------ Data for the task ------

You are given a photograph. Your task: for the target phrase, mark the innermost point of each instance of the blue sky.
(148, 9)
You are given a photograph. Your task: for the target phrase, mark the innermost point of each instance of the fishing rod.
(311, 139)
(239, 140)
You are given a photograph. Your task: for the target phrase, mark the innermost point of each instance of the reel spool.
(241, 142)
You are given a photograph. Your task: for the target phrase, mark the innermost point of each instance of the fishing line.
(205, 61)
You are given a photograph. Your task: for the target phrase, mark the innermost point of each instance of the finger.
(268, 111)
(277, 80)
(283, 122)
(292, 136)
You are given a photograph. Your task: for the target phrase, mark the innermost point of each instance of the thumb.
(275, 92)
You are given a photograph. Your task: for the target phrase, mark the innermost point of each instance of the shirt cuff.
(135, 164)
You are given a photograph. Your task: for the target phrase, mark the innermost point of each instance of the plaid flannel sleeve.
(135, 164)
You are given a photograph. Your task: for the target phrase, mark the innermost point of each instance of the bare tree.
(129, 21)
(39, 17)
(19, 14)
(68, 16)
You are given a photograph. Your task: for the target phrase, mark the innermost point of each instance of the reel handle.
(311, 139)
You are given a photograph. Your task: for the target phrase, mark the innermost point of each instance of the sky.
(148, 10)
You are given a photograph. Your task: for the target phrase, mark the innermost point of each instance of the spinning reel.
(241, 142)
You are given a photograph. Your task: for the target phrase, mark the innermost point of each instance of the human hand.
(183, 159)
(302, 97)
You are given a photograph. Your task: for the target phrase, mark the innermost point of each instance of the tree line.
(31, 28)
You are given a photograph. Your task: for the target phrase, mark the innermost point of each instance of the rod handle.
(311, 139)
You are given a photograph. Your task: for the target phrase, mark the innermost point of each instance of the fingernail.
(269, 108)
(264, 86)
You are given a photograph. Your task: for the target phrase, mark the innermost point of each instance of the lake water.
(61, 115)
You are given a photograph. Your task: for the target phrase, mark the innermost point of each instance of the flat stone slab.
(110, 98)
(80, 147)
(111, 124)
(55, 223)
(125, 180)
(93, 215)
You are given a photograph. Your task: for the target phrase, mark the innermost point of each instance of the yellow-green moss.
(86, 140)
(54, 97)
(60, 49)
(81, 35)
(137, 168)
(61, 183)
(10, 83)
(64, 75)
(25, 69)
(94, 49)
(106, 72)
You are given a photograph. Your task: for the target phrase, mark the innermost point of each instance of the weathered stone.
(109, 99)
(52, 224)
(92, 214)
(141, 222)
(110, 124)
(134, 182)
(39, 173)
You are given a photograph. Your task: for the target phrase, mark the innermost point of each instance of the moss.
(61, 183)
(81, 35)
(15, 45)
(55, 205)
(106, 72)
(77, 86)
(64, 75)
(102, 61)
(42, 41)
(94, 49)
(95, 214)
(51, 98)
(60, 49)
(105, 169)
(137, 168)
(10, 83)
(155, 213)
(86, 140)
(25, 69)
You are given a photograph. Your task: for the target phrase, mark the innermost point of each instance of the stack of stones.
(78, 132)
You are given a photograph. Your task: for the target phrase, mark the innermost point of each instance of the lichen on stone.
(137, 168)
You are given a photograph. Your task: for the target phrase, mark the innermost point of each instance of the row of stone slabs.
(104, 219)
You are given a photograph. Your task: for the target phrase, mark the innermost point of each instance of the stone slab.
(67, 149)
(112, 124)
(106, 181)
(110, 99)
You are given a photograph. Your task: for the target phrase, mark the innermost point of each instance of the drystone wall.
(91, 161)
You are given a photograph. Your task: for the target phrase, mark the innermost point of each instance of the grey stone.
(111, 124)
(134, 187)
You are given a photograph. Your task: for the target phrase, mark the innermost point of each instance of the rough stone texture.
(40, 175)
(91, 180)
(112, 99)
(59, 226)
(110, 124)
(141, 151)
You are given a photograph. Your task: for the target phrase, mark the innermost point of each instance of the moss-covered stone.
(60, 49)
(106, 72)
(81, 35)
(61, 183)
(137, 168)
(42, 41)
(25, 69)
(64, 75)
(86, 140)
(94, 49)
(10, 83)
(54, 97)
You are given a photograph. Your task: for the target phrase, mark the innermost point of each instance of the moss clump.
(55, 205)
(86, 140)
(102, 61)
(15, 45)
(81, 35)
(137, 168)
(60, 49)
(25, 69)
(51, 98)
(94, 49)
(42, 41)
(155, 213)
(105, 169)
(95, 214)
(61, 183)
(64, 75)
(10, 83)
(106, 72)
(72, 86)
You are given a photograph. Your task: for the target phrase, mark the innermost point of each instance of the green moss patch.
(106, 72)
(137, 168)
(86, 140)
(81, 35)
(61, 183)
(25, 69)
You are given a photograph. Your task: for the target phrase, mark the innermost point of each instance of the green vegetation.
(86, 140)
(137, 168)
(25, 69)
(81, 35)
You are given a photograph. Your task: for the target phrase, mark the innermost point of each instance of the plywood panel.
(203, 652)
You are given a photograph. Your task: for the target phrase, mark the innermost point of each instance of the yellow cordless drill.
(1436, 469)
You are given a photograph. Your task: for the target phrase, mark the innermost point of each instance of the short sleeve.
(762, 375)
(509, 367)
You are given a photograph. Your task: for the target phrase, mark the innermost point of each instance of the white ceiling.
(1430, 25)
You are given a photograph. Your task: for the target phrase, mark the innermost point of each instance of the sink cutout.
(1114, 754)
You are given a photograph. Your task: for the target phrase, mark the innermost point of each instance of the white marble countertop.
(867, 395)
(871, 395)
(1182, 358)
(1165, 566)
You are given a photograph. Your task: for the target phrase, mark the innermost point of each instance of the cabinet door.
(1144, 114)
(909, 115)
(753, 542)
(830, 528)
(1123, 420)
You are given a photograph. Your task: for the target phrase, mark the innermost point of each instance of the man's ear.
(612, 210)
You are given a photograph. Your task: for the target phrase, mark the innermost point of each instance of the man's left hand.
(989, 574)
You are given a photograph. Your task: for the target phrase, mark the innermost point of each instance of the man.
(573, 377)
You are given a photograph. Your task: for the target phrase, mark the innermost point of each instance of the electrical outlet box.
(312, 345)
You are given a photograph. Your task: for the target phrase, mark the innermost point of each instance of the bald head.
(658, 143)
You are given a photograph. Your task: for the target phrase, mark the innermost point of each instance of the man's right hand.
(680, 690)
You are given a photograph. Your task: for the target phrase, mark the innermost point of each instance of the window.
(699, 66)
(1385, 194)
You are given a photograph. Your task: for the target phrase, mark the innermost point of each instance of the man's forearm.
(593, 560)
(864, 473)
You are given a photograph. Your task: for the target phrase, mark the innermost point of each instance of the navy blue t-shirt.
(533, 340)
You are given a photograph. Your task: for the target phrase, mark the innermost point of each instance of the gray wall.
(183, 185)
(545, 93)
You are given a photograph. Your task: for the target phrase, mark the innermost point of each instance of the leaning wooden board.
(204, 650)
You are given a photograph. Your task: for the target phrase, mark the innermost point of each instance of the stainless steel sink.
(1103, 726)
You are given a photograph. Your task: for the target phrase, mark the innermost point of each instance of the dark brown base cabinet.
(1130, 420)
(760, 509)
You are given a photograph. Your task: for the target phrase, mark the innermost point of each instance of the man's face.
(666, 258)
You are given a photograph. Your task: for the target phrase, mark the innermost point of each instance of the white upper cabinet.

------

> [Problem to work on] When you answer, repeat every record exactly, omitting nothing.

> [The completed task]
You are given a photograph. Your task: for the target phrase, mark the innermost point of each instance of the blue sky.
(148, 9)
You are given a photograph. Your task: for the target phrase, mark the innermost point of each instance of the fishing rod.
(311, 139)
(239, 140)
You are given a photograph. Your task: for the target phrase, mark the innermost point of each instance of the reel spool.
(241, 142)
You are given a photograph. Your task: for the target phrase, mark the innermost point of each instance of the fishing line.
(205, 61)
You are given a photograph. Your task: for the target phrase, mark the innermost point of each instance of the finger.
(268, 111)
(277, 80)
(283, 122)
(292, 136)
You are given a photograph. Your task: for the target phrase, mark the innermost point of each instance of the thumb.
(275, 92)
You are given a photograph. Your task: for the target phrase, mark the innermost point of each instance of the shirt cuff.
(135, 164)
You are given a photograph. Your task: for the target phrase, mark the innermost point of each instance of the plaid flannel sleeve.
(135, 164)
You are given a photograph. Your task: for the target phrase, mark the innermost point of each instance of the bare tree.
(129, 21)
(39, 17)
(19, 14)
(68, 16)
You are given a photograph. Your task: for the target phrase, mark the innermost point of each instance of the reel handle.
(311, 139)
You are given a photograph. Your task: for the target phrase, mark the innermost point of each instance of the sky.
(148, 10)
You are given a photograph. Your task: for the target phrase, mark the innermost point of each instance of the spinning reel.
(241, 142)
You are given a photograph. Your task: for the target phrase, mark the innermost point of each instance of the human hand.
(183, 159)
(302, 97)
You are given a photograph. Your task: for the target phrase, mark the innermost point of each instance of the tree line.
(31, 28)
You are given a photograph. Your task: for the target phrase, mark the innermost point of each instance of the rod handle.
(311, 139)
You are given a photograph. Your task: for the target phrase, mark the innermost point of each instance of the fingernail.
(269, 108)
(264, 86)
You are given a photograph. Your task: for the target phrase, mark the innermost point of each instance of the lake water.
(61, 115)
You are given a photograph. Your task: for the target phrase, mark the innermost point of each instance of the flat stone slab.
(110, 98)
(80, 147)
(111, 124)
(55, 223)
(125, 180)
(93, 215)
You are given a photograph. Your task: for the target phrase, mark the innermost point of each instance of the yellow-green moss.
(86, 140)
(54, 97)
(60, 49)
(81, 35)
(137, 168)
(61, 183)
(10, 83)
(64, 75)
(25, 69)
(94, 49)
(106, 72)
You are given a photograph. Your task: for the target phrase, mark the innermost point of each instance of the weathered stone.
(109, 99)
(52, 224)
(92, 214)
(141, 222)
(110, 124)
(134, 182)
(39, 173)
You are given a photograph. Your task: for the target phrase, mark the innermost point of each instance of the moss.
(61, 183)
(81, 35)
(15, 45)
(55, 205)
(106, 72)
(77, 86)
(64, 75)
(102, 61)
(42, 41)
(94, 49)
(95, 214)
(51, 98)
(60, 49)
(105, 169)
(137, 168)
(10, 83)
(155, 213)
(86, 140)
(25, 69)
You are given a photograph. Your task: for the target phrase, mark the innermost point of each instance of the stack of stones.
(78, 132)
You are given a photograph. Your task: for the target phrase, mark the innermost point of each instance of the lichen on stone.
(137, 168)
You are given a photograph. Your task: for the target phrase, mark the innermost point of each instance of the row of stone slabs.
(104, 219)
You are given a photograph. Your task: for the target phrase, mark the innermost point of each instance of the stone slab.
(67, 149)
(112, 124)
(106, 181)
(110, 99)
You are given a photograph. Your task: for the target phrase, mark the innermost point of each instance of the drystone wall.
(91, 161)
You are given a photograph. Your task: for the target phrase, mark the innermost point of each instance of the grey stone.
(111, 124)
(134, 187)
You are given a photograph. Your task: for the target phrase, mark the innermost point of each instance of the rough stone texture.
(40, 175)
(91, 180)
(112, 99)
(59, 226)
(110, 124)
(141, 151)
You are given a photograph. Your task: for the target phrase, mark the innermost point of each instance of the moss-covered stone.
(60, 49)
(106, 72)
(81, 35)
(61, 183)
(137, 168)
(42, 41)
(25, 69)
(64, 75)
(86, 140)
(94, 49)
(10, 83)
(54, 97)
You are given a photograph. Your task: for the target phrase, mark the innermost point of each instance of the moss clump.
(55, 205)
(86, 140)
(102, 61)
(15, 45)
(81, 35)
(137, 168)
(60, 49)
(25, 69)
(51, 98)
(94, 49)
(42, 41)
(155, 213)
(105, 169)
(95, 214)
(61, 183)
(64, 75)
(10, 83)
(106, 72)
(72, 86)
You are given a photograph. Your task: for the target phrase, mark the innermost point of each instance of the green moss patch.
(106, 72)
(137, 168)
(86, 140)
(81, 35)
(61, 183)
(25, 69)
You are given a photograph. Your task: for the target phrase, mark the innermost point of each instance of the green vegetation.
(86, 140)
(137, 168)
(25, 69)
(81, 35)
You are given a photograph. Your task: for the target phrase, mark the innermost point of each instance of the plywood panel.
(203, 652)
You are given a photograph. Your task: for the target phrase, mark the innermost point of each instance of the yellow cordless drill.
(1436, 469)
You are given a photograph. Your task: for the target phrase, mark the innermost point of each instance of the short sleeve.
(762, 375)
(509, 367)
You are given a photograph. Your task: for the target phrase, mark the innermost point of each instance of the white ceiling.
(1430, 25)
You are given a photograph. Your task: for the target phrase, mark the innermost point of each instance of the sink cutout.
(1114, 754)
You are given a photograph. Your task: for the target phrase, mark the innermost point of each instance of the white marble countertop.
(867, 395)
(871, 395)
(1182, 358)
(1165, 566)
You are given a photograph. Your task: for the target phrase, mark the innermost point of each instance of the cabinet door.
(1144, 114)
(909, 115)
(753, 542)
(830, 528)
(1123, 420)
You are given a photograph. Your task: for the target phrase, mark the innermost point of each instance of the man's ear.
(612, 210)
You are given a photograph. Your task: for the target phrase, mark the innermost point of each instance of the man's left hand.
(989, 574)
You are given a photograph. Your task: for the target phrase, mark the innermost point of each instance of the man.
(573, 377)
You are given a photograph. Your task: for the target phrase, mark the innermost point of each instance of the electrical outlet box.
(312, 345)
You are given a photograph. Your task: for the target phrase, mark the innermost point of each instance of the bald head.
(658, 143)
You are given a photograph. Your task: for the target phrase, mark the innermost point of each instance of the man's right hand.
(680, 690)
You are given a photograph. Your task: for the target phrase, mark the innermost point of each instance of the window.
(699, 66)
(1385, 194)
You are given a photograph. Your task: for the target phrase, mark the innermost point of each instance of the man's forearm.
(593, 560)
(864, 473)
You are given a photograph. Your task: for the target phrase, mark the innermost point of each instance of the navy blue t-shirt.
(533, 340)
You are given a photograph. Your task: for the target phrase, mark the innermost point of each instance of the gray wall.
(183, 185)
(545, 93)
You are given a photograph. Your task: for the target phrase, mark the innermost point of each instance of the leaning wooden board.
(204, 650)
You are given a photograph. Your task: for the target phrase, mark the innermost point of each instance of the stainless steel sink.
(1103, 726)
You are given a photograph. Your task: for the target phrase, mark the innermost point of each instance of the dark brown base cabinet.
(1130, 420)
(760, 509)
You are given a photograph. Your task: for the target phrase, mark the innermost point of each instance of the man's face.
(666, 258)
You are given a photograph. Your task: for the target phrase, mark the innermost point of each instance of the white upper cabinet.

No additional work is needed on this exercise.